-- QUOTED PASSAGE --
- Born: Hugo Adolf Bernatzik 1897 Vienna
- Died: 1953 (aged 55–56) Vienna
- Occupation: Anthropologist
- Years active: 1924-1947
- Known for: Fieldwork in Tropical Africa, Southeast Asia and Melanesia
- Notable work: Die Große Völkerkunde.

= Hugo Bernatzik =

Austrian anthropologist, writer and photographer

Hugo Adolf Bernatzik (26 March 1897 – 9 March 1953, born and died in the city of Vienna) was an Austrian anthropologist and photographer. Bernatzik was the founder of the concept of alternative anthropology.

==Early life==
Hugo Adolf Bernatzik was a son of the Professor of Public Law at the University of Vienna and member of the House of Peers, Edmund Bernatzik (1854–1919). After school in 1915, he volunteered to join the Austro–Hungarian Army and was deployed among other places in Albania.

==Career==
In 1920, he abandoned his medical studies for financial reasons and became a businessman. After the early death of his first wife Margarete Ast (1904–1924), he embarked on extensive travels and expeditions taking photographs, which became his profession and passion: Spain and north–west Africa in 1924; Egypt and Somalia in 1925; Anglo-Egyptian Sudan in 1927; Romania and Albania between 1926 and 1930; Portuguese Guinea in 1930–1931 (with Bernhard Struck, Museum of Ethnology, Dresden); British Solomon Islands, British New Guinea, as well as Bali in Indonesia in 1932–1933; Swedish Lapland in 1934; Burma, Thailand and French Indochina (Vietnam, Laos, Cambodia) in 1936–1937; and, French–Morocco in 1949–1950.

Bernatzik financed his research and living expenses as a travel writer and freelance scientist, by publishing photo coverages, giving public slide lectures and purchasing collections for ethnological museums in Germany and Switzerland. His journalistic activity and his exceptional photographs of foreign people made him quite prominent. He prepared a worldwide photo archive of remote tribal people considered as threatened. With regard to colonial policies, Bernatzik argued that colonial administrators should take the customs, way of life and the tribal environment into account. In 1927, he married Emmy Winkler (1904–1977), a psychology student in Vienna, who became his assistant and travel companion. From 1930 on, he studied ethnology, anthropology and geography at the University of Vienna and completed a PhD doctorate in 1932 with a "monograph of the Kassanga". In June 1935, he applied for his postdoctoral habilitation to the University of Graz to be a professor based on the work he had done on "The development of the child on the Solomon Island of Owa Raha". He received confirmation from the Austrian Federal Ministry in May 1936 in Rangoon. Finally, at the beginning of 1939, he was appointed at the University of Graz to the Institute of Geography. Plans for another expedition to the Chinese province of Yunnan were cut short by Hitler's attack on Poland in September 1939.

-- WHAT IS BEING ASKED --
Resume the Hugo Bernatzik biography above, starting right after its last sentence.

-- ENTRIES PROVIDED --
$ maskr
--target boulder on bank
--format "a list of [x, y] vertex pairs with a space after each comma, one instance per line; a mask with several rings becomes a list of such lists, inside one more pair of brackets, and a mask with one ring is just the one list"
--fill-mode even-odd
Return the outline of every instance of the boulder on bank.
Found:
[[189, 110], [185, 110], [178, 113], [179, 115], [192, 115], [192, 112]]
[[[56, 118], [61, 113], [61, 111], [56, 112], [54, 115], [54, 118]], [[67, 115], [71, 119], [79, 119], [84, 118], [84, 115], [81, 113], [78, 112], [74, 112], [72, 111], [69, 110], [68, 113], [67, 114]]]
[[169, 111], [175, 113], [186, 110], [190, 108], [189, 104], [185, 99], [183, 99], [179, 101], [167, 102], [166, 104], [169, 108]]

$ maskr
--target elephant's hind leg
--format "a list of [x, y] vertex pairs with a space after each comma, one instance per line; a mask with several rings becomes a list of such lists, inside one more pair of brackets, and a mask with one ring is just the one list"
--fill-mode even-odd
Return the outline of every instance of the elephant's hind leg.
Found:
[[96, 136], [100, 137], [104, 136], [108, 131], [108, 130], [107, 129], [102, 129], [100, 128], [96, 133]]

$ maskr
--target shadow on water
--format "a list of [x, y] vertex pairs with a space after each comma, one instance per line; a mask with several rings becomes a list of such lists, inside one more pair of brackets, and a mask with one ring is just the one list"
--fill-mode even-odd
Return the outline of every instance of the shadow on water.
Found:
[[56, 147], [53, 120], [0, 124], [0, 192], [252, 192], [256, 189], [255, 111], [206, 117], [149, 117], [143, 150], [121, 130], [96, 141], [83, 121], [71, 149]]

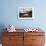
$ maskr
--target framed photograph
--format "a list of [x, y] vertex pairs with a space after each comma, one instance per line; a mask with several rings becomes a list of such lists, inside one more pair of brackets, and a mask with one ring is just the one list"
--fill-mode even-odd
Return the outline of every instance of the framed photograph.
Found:
[[19, 7], [18, 8], [18, 19], [33, 19], [34, 8], [32, 7]]

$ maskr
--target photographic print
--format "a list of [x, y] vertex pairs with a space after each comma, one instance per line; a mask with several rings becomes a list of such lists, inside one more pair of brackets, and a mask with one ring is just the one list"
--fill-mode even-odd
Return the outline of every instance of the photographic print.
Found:
[[33, 8], [31, 7], [19, 7], [18, 8], [18, 19], [32, 19], [33, 18]]

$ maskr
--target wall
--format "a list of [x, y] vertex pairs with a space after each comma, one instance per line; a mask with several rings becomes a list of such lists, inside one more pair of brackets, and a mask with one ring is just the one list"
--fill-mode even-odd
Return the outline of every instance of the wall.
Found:
[[[33, 7], [35, 18], [19, 20], [18, 7]], [[46, 0], [0, 0], [0, 31], [9, 24], [16, 28], [39, 27], [46, 32]]]

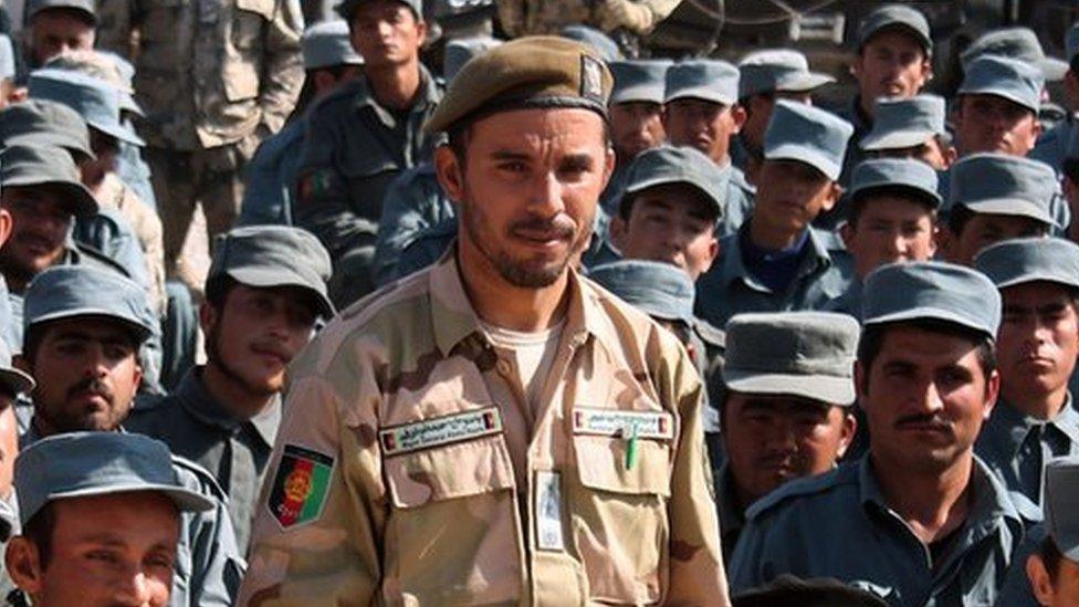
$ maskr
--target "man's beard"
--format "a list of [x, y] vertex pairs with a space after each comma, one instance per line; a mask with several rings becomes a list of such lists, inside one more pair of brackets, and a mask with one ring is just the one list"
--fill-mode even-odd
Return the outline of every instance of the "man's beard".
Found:
[[510, 234], [521, 229], [549, 231], [555, 233], [557, 238], [572, 241], [563, 259], [553, 260], [545, 265], [534, 265], [528, 260], [514, 259], [506, 252], [494, 250], [491, 247], [493, 239], [488, 238], [491, 232], [491, 223], [476, 203], [462, 202], [461, 214], [461, 221], [464, 223], [464, 229], [472, 244], [494, 265], [502, 280], [521, 289], [542, 289], [554, 284], [565, 273], [576, 253], [584, 250], [588, 244], [588, 239], [591, 236], [590, 222], [587, 223], [588, 229], [580, 230], [565, 217], [552, 220], [533, 218], [510, 224], [506, 230]]
[[206, 337], [206, 359], [207, 364], [213, 365], [221, 375], [228, 377], [232, 381], [235, 381], [243, 389], [259, 396], [271, 397], [277, 394], [277, 390], [262, 384], [255, 384], [250, 381], [248, 378], [243, 377], [239, 370], [235, 369], [224, 356], [221, 355], [221, 322], [223, 318], [219, 318], [218, 322], [213, 323], [210, 327], [210, 334]]
[[[84, 409], [72, 409], [67, 402], [76, 393], [90, 391], [97, 394], [108, 404], [104, 414], [88, 415]], [[130, 402], [126, 407], [116, 402], [116, 395], [98, 378], [84, 379], [67, 389], [64, 402], [60, 407], [35, 405], [34, 415], [40, 417], [54, 432], [105, 431], [117, 430], [130, 411]], [[97, 416], [95, 419], [94, 416]], [[101, 419], [104, 415], [104, 419]]]

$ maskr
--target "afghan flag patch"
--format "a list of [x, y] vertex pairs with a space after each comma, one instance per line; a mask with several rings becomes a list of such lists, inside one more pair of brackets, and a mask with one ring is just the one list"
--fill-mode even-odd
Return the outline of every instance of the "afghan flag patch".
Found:
[[318, 517], [329, 494], [334, 459], [325, 453], [285, 444], [270, 491], [270, 512], [282, 528]]

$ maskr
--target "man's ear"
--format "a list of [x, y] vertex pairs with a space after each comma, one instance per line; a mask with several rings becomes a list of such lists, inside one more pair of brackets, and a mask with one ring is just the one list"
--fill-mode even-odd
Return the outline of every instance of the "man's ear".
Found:
[[36, 544], [22, 535], [12, 537], [3, 554], [3, 564], [11, 580], [31, 599], [41, 594], [43, 572]]
[[199, 306], [199, 328], [202, 329], [203, 335], [209, 335], [210, 329], [218, 322], [218, 311], [216, 307], [210, 305], [210, 302], [202, 302]]
[[1030, 582], [1030, 590], [1038, 605], [1052, 605], [1054, 595], [1052, 578], [1046, 571], [1045, 561], [1041, 555], [1031, 554], [1026, 562], [1027, 579]]
[[626, 233], [628, 231], [629, 226], [626, 224], [626, 220], [622, 219], [621, 214], [616, 214], [610, 218], [610, 223], [607, 224], [607, 237], [619, 252], [626, 248]]
[[825, 199], [825, 203], [820, 207], [820, 212], [830, 211], [839, 203], [839, 199], [842, 198], [844, 187], [839, 185], [839, 181], [832, 181], [828, 188], [828, 198]]
[[434, 176], [450, 200], [460, 202], [464, 199], [464, 170], [448, 145], [434, 149]]

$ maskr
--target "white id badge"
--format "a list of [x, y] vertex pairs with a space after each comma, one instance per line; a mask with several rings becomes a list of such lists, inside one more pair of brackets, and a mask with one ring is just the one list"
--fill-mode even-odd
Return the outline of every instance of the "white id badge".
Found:
[[566, 550], [562, 536], [562, 474], [536, 472], [536, 547], [542, 551]]

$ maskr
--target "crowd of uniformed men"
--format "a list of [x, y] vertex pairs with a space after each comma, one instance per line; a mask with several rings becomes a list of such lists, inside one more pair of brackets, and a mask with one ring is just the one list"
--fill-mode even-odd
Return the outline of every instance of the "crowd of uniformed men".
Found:
[[9, 601], [1079, 605], [1079, 27], [324, 4], [0, 38]]

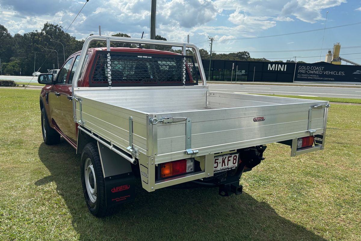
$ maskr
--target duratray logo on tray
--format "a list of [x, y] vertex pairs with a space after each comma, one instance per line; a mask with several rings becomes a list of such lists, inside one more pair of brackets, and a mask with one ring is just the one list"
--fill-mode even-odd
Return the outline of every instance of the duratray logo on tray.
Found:
[[266, 120], [266, 118], [263, 116], [261, 117], [255, 117], [253, 119], [253, 121], [255, 122], [256, 121], [263, 121], [265, 120]]

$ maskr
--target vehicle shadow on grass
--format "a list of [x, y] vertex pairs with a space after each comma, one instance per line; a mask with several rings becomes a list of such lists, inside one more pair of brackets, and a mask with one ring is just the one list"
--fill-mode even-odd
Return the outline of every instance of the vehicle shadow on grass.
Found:
[[134, 202], [123, 205], [111, 216], [97, 218], [90, 214], [84, 201], [80, 156], [74, 149], [62, 139], [56, 146], [42, 143], [39, 155], [51, 175], [35, 184], [55, 182], [81, 240], [325, 240], [246, 193], [227, 197], [218, 195], [216, 188], [148, 193], [139, 180]]

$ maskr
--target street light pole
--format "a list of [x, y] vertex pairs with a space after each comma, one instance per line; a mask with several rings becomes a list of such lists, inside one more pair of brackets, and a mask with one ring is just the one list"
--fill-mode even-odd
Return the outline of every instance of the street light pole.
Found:
[[213, 40], [214, 39], [214, 37], [208, 36], [208, 38], [210, 40], [210, 53], [209, 55], [209, 68], [208, 70], [208, 81], [209, 81], [210, 78], [210, 61], [212, 60], [212, 47], [213, 46]]
[[56, 52], [56, 54], [58, 55], [58, 69], [59, 69], [59, 54], [58, 53], [58, 51], [55, 50], [49, 50], [48, 48], [44, 48], [44, 50], [51, 50], [51, 51], [55, 51]]
[[[55, 40], [53, 40], [52, 39], [50, 39], [50, 41], [52, 41], [54, 42], [56, 42], [57, 43], [59, 43], [61, 44], [61, 46], [63, 46], [63, 53], [64, 54], [64, 63], [65, 63], [65, 48], [64, 48], [64, 46], [63, 45], [63, 44], [61, 43], [60, 42], [58, 41], [56, 41]], [[59, 67], [58, 67], [58, 68], [59, 68]]]

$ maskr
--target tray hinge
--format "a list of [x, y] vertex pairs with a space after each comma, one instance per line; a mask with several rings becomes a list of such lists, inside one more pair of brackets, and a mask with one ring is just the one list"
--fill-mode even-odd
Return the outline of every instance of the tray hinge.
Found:
[[82, 116], [82, 99], [80, 98], [77, 99], [75, 97], [74, 98], [75, 100], [79, 102], [79, 112], [80, 112], [79, 117], [80, 118], [80, 120], [78, 121], [78, 123], [79, 123], [79, 125], [82, 126], [84, 124], [84, 122], [83, 121], [83, 118]]
[[149, 125], [156, 125], [158, 123], [168, 124], [170, 123], [176, 123], [184, 121], [187, 119], [186, 117], [165, 117], [158, 120], [156, 118], [149, 118]]
[[195, 156], [198, 152], [192, 149], [192, 120], [188, 119], [186, 122], [186, 154]]
[[311, 129], [311, 127], [312, 124], [312, 110], [314, 109], [319, 109], [323, 108], [328, 108], [330, 106], [331, 106], [331, 105], [327, 103], [324, 104], [315, 106], [314, 106], [310, 107], [309, 110], [308, 112], [308, 125], [307, 128], [310, 135], [312, 135], [316, 132], [316, 130], [312, 130]]
[[129, 117], [129, 146], [127, 147], [127, 150], [130, 152], [133, 159], [135, 159], [135, 150], [133, 148], [133, 117]]

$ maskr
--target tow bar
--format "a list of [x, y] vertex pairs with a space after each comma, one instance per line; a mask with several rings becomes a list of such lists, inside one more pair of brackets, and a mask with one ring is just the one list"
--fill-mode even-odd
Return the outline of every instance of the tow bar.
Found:
[[218, 194], [222, 197], [228, 197], [232, 193], [236, 195], [242, 194], [243, 186], [239, 185], [239, 181], [232, 183], [221, 184], [219, 186]]

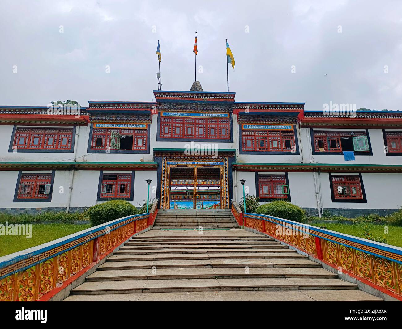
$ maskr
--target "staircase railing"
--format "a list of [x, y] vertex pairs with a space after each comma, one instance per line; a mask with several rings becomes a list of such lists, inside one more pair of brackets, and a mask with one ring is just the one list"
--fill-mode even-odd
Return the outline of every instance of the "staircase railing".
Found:
[[402, 300], [402, 248], [267, 215], [243, 215], [246, 229], [283, 241]]
[[233, 214], [233, 217], [237, 222], [237, 223], [240, 226], [243, 226], [243, 212], [237, 204], [236, 202], [233, 199], [231, 199], [230, 202], [232, 203], [232, 213]]
[[158, 201], [150, 213], [111, 221], [0, 257], [0, 301], [52, 300], [131, 236], [152, 225]]

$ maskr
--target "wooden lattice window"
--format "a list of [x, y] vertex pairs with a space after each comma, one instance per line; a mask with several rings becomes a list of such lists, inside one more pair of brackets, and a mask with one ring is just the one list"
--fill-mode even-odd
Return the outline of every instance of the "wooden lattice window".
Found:
[[148, 138], [146, 129], [94, 129], [91, 149], [146, 151]]
[[335, 199], [363, 198], [360, 177], [357, 175], [332, 176], [332, 184]]
[[182, 119], [162, 117], [161, 138], [228, 139], [230, 138], [229, 119]]
[[289, 194], [284, 175], [264, 175], [258, 176], [260, 198], [286, 199]]
[[402, 152], [402, 132], [386, 131], [385, 136], [388, 153]]
[[47, 199], [51, 190], [51, 174], [28, 174], [21, 175], [18, 199]]
[[290, 152], [295, 145], [293, 131], [243, 130], [243, 151]]
[[316, 152], [343, 151], [369, 152], [368, 139], [365, 131], [313, 132]]
[[14, 146], [22, 149], [71, 149], [72, 137], [72, 128], [18, 127]]
[[104, 174], [100, 186], [101, 198], [129, 198], [131, 174]]

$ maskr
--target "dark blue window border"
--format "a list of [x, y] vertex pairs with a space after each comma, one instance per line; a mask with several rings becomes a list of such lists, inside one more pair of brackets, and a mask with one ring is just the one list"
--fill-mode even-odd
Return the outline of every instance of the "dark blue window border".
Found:
[[[226, 112], [225, 112], [226, 113]], [[216, 143], [233, 143], [233, 123], [232, 121], [232, 114], [229, 113], [229, 126], [230, 131], [230, 138], [229, 139], [211, 139], [211, 138], [189, 138], [187, 139], [185, 138], [165, 138], [164, 137], [160, 137], [160, 112], [158, 114], [158, 123], [156, 126], [156, 141], [157, 142], [205, 142], [206, 141], [214, 141]], [[184, 118], [185, 119], [185, 118]], [[198, 118], [197, 118], [198, 119]], [[205, 118], [205, 119], [213, 119]]]
[[[14, 198], [12, 200], [13, 202], [51, 202], [52, 195], [53, 194], [53, 184], [54, 183], [54, 176], [55, 170], [52, 170], [51, 173], [51, 177], [50, 178], [50, 184], [51, 186], [50, 187], [50, 193], [45, 199], [19, 199], [18, 196], [18, 188], [20, 186], [21, 182], [21, 176], [23, 173], [22, 170], [20, 170], [18, 172], [18, 177], [17, 178], [17, 184], [15, 186], [15, 191], [14, 192]], [[41, 174], [46, 174], [46, 173], [38, 172], [24, 172], [24, 175], [38, 175]], [[47, 173], [48, 174], [49, 173]]]
[[[291, 152], [284, 151], [243, 151], [243, 131], [242, 130], [242, 125], [239, 124], [239, 153], [240, 154], [261, 154], [273, 155], [299, 155], [300, 152], [299, 150], [299, 139], [297, 138], [297, 129], [296, 125], [294, 125], [293, 131], [295, 135], [295, 145], [296, 145], [296, 152], [292, 153]], [[258, 130], [258, 129], [256, 129]]]
[[[147, 123], [148, 128], [147, 129], [147, 149], [146, 150], [113, 150], [110, 149], [110, 153], [130, 153], [132, 154], [149, 154], [150, 153], [150, 139], [151, 124]], [[107, 128], [113, 129], [113, 128]], [[128, 128], [130, 129], [131, 128]], [[135, 128], [134, 128], [135, 129]], [[88, 146], [86, 152], [88, 153], [102, 153], [106, 151], [106, 149], [91, 150], [91, 145], [92, 143], [92, 135], [94, 132], [94, 124], [91, 124], [89, 130], [89, 138], [88, 139]]]
[[[388, 143], [387, 143], [387, 136], [386, 135], [386, 133], [400, 133], [402, 132], [402, 131], [392, 131], [392, 130], [387, 130], [386, 131], [385, 131], [385, 129], [382, 129], [382, 137], [384, 139], [384, 146], [388, 146]], [[388, 153], [385, 153], [386, 156], [387, 157], [393, 157], [393, 156], [400, 156], [402, 155], [402, 152], [392, 152], [391, 153], [388, 152]]]
[[[366, 131], [366, 136], [367, 136], [367, 141], [369, 142], [369, 147], [370, 148], [370, 151], [368, 152], [362, 151], [355, 151], [355, 155], [372, 155], [373, 149], [371, 148], [371, 143], [370, 141], [370, 135], [369, 135], [369, 130], [365, 129]], [[316, 151], [316, 146], [314, 145], [314, 133], [312, 128], [310, 128], [310, 139], [311, 140], [311, 150], [313, 153], [313, 155], [343, 155], [343, 152], [317, 152]], [[326, 130], [325, 128], [320, 129], [320, 130], [316, 130], [316, 131], [333, 131]], [[353, 129], [350, 130], [341, 130], [335, 131], [354, 131]], [[356, 131], [360, 131], [360, 130], [356, 130]]]
[[[331, 199], [332, 202], [347, 202], [351, 203], [367, 203], [367, 199], [366, 198], [366, 191], [364, 190], [364, 185], [363, 184], [363, 180], [361, 177], [361, 173], [359, 173], [359, 179], [360, 180], [360, 187], [361, 188], [361, 194], [363, 196], [363, 199], [336, 199], [335, 195], [334, 194], [333, 183], [332, 182], [332, 176], [347, 176], [348, 174], [346, 173], [342, 173], [340, 174], [331, 174], [328, 173], [329, 176], [330, 188], [331, 189]], [[353, 175], [355, 176], [357, 175]]]
[[[12, 152], [13, 149], [12, 147], [14, 146], [14, 139], [15, 138], [15, 133], [16, 132], [17, 128], [68, 128], [71, 127], [60, 127], [59, 126], [17, 126], [14, 125], [12, 128], [12, 133], [11, 134], [11, 140], [10, 141], [10, 145], [8, 147], [8, 152]], [[70, 149], [24, 149], [17, 148], [17, 153], [74, 153], [74, 145], [75, 143], [75, 134], [76, 129], [76, 127], [74, 126], [73, 127], [73, 134], [71, 138], [71, 147]]]
[[288, 192], [289, 192], [287, 194], [287, 198], [261, 198], [260, 196], [260, 188], [258, 184], [258, 178], [259, 176], [271, 176], [272, 175], [283, 175], [283, 174], [258, 174], [257, 172], [255, 172], [255, 196], [258, 198], [260, 202], [271, 202], [273, 201], [286, 201], [290, 202], [291, 201], [290, 198], [290, 187], [289, 186], [289, 178], [287, 176], [287, 173], [285, 173], [285, 179], [286, 182], [286, 185], [288, 186]]
[[[112, 200], [125, 200], [126, 201], [134, 201], [134, 173], [135, 170], [131, 170], [131, 187], [130, 189], [130, 197], [129, 198], [101, 198], [100, 197], [100, 188], [102, 186], [102, 178], [103, 178], [103, 171], [99, 171], [99, 180], [98, 184], [98, 194], [96, 195], [97, 201], [111, 201]], [[105, 173], [106, 175], [124, 175], [127, 173], [123, 172], [107, 172]]]

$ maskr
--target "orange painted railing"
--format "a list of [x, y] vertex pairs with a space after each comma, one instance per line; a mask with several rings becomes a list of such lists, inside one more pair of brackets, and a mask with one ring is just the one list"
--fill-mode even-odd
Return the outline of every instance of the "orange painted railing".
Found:
[[0, 301], [49, 300], [134, 234], [152, 225], [150, 212], [124, 217], [0, 257]]
[[232, 202], [232, 213], [233, 214], [233, 217], [237, 222], [237, 223], [240, 226], [243, 226], [243, 212], [242, 211], [240, 208], [238, 206], [234, 200], [233, 199], [230, 200]]
[[244, 215], [245, 227], [285, 242], [402, 300], [402, 248], [273, 216]]

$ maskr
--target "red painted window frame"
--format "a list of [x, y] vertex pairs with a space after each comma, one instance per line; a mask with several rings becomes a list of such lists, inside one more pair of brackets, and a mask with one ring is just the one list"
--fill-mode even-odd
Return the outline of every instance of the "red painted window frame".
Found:
[[[334, 197], [336, 200], [357, 200], [363, 198], [361, 182], [359, 175], [332, 175], [332, 179]], [[338, 187], [339, 186], [348, 186], [350, 195], [338, 194]], [[353, 188], [356, 189], [355, 194], [353, 193]]]
[[[166, 133], [165, 127], [168, 127]], [[180, 127], [179, 133], [176, 133], [176, 128]], [[188, 133], [187, 129], [191, 129], [191, 133]], [[200, 128], [202, 133], [200, 133]], [[222, 128], [226, 129], [222, 133]], [[213, 129], [213, 134], [211, 133]], [[227, 118], [214, 119], [187, 119], [186, 118], [161, 118], [159, 137], [160, 138], [174, 139], [229, 139], [230, 138], [230, 119]]]
[[[276, 188], [284, 186], [285, 192], [287, 194], [278, 194]], [[264, 192], [264, 186], [267, 186], [269, 192]], [[258, 196], [261, 198], [287, 199], [289, 195], [288, 187], [286, 184], [286, 177], [285, 175], [264, 175], [258, 176]]]
[[[285, 141], [290, 141], [290, 147], [286, 147]], [[251, 146], [247, 141], [251, 141]], [[264, 141], [263, 146], [260, 142]], [[275, 144], [274, 142], [276, 141]], [[275, 145], [277, 146], [275, 147]], [[280, 130], [242, 131], [242, 146], [244, 151], [257, 152], [290, 152], [295, 145], [294, 132]]]
[[[402, 133], [396, 131], [386, 131], [385, 137], [388, 146], [388, 153], [402, 152]], [[392, 143], [396, 143], [396, 147], [392, 147]]]
[[[41, 185], [49, 185], [51, 184], [51, 174], [23, 174], [18, 182], [18, 199], [47, 199], [49, 194], [39, 193]], [[27, 188], [25, 187], [24, 193], [21, 193], [21, 185], [31, 186], [28, 193], [25, 193]]]
[[[72, 128], [59, 128], [51, 127], [17, 127], [15, 131], [13, 146], [17, 149], [66, 150], [71, 149], [73, 139]], [[20, 144], [21, 139], [24, 142]], [[35, 138], [39, 139], [39, 143], [34, 144]], [[49, 139], [53, 138], [53, 143], [48, 144]], [[67, 139], [67, 144], [62, 144], [63, 139]]]
[[[131, 174], [114, 174], [104, 173], [102, 176], [102, 183], [100, 184], [100, 196], [101, 198], [127, 198], [131, 197]], [[112, 180], [110, 176], [116, 175], [116, 179]], [[110, 193], [103, 192], [104, 185], [111, 185], [112, 191]], [[125, 192], [120, 193], [120, 187], [122, 185], [125, 185]], [[106, 187], [105, 188], [107, 188]], [[107, 190], [106, 190], [106, 192]]]
[[[148, 130], [141, 128], [121, 128], [111, 129], [95, 128], [92, 133], [92, 140], [91, 141], [91, 150], [106, 149], [106, 146], [110, 146], [112, 132], [113, 131], [121, 135], [133, 135], [133, 146], [131, 149], [124, 149], [124, 151], [146, 151], [147, 143], [148, 141]], [[96, 138], [102, 139], [102, 145], [96, 146]], [[138, 141], [142, 139], [142, 145], [138, 145]], [[118, 149], [111, 147], [110, 149]]]
[[[353, 137], [356, 136], [367, 136], [365, 131], [353, 131], [354, 134], [352, 135], [350, 134], [351, 131], [332, 131], [314, 130], [313, 131], [313, 136], [314, 138], [314, 149], [316, 152], [331, 152], [338, 153], [342, 151], [342, 145], [340, 143], [341, 137]], [[336, 141], [336, 147], [333, 148], [328, 147], [328, 140], [334, 140]], [[318, 147], [318, 141], [323, 141], [324, 145], [324, 150], [320, 151]], [[367, 152], [368, 151], [358, 151], [359, 152]]]

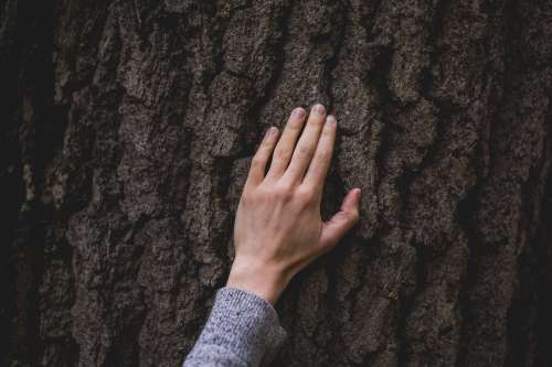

-- ANSWER FOR THIS EXERCISE --
Persistent speculation and rumours were aired regarding Bernatzik's role during the Third Reich and the Second World War. At the beginning of the war, Bernatzik was recruited into the Armed Forces and was stationed in Wiener Neustadt as a training officer for Air Defense. However, in explicit opposition to this war, he attempted everything possible to be released from this service, in order to publish a handbook on Africa. This project was designed to give colonial officers and European settlers a basic knowledge about the countries and their people. It was commissioned the NSDAP Office of Colonial Policy whose leader, Franz Ritter von Epp had been a general in Africa during the First World War. Impressed by Bernatzik's work, Ritter von Epp provided him with several recommendations during the war, which classified the Handbook of Africa as "war strategic material", despite the fact that the authorities in Berlin had quickly lost interest in the "colonial question". The protection of the general allowed Bernatzik, as well as many of his collaborators, to survive the war without too much loss.

However, none of Bernatzik's expeditions were in connection with any German colonial claim. The destinations, the data and his research interests make this evident. During the war, Bernatzik also worked on the completion of his most important publication, a monograph of Akha and Miao. Between 1940 and 1942, he travelled repeatedly to occupied Paris to cooperate with French ethnologists and to access various colonial archives for his work. He tried as far as possible to help persecuted colleagues at the Musee de l'Homme and to prevent the vandalism of archives and collections. Both completed manuscripts, the Africa Handbook and the monograph of Akha and Miao, were destroyed by a bomb attack damaging the Bibliographisches Institut of Leipzig in December 1943; moreover, all negatives of his photo archives burned in 1944, after a bombing of a railway station. Nevertheless, Bernatzik managed to publish without any textual change the "Handbook of Afrika" as well as "Akha and Miao" in 1947. The term "colonial ethnology" had already been replaced in 1944 with "applied ethnology".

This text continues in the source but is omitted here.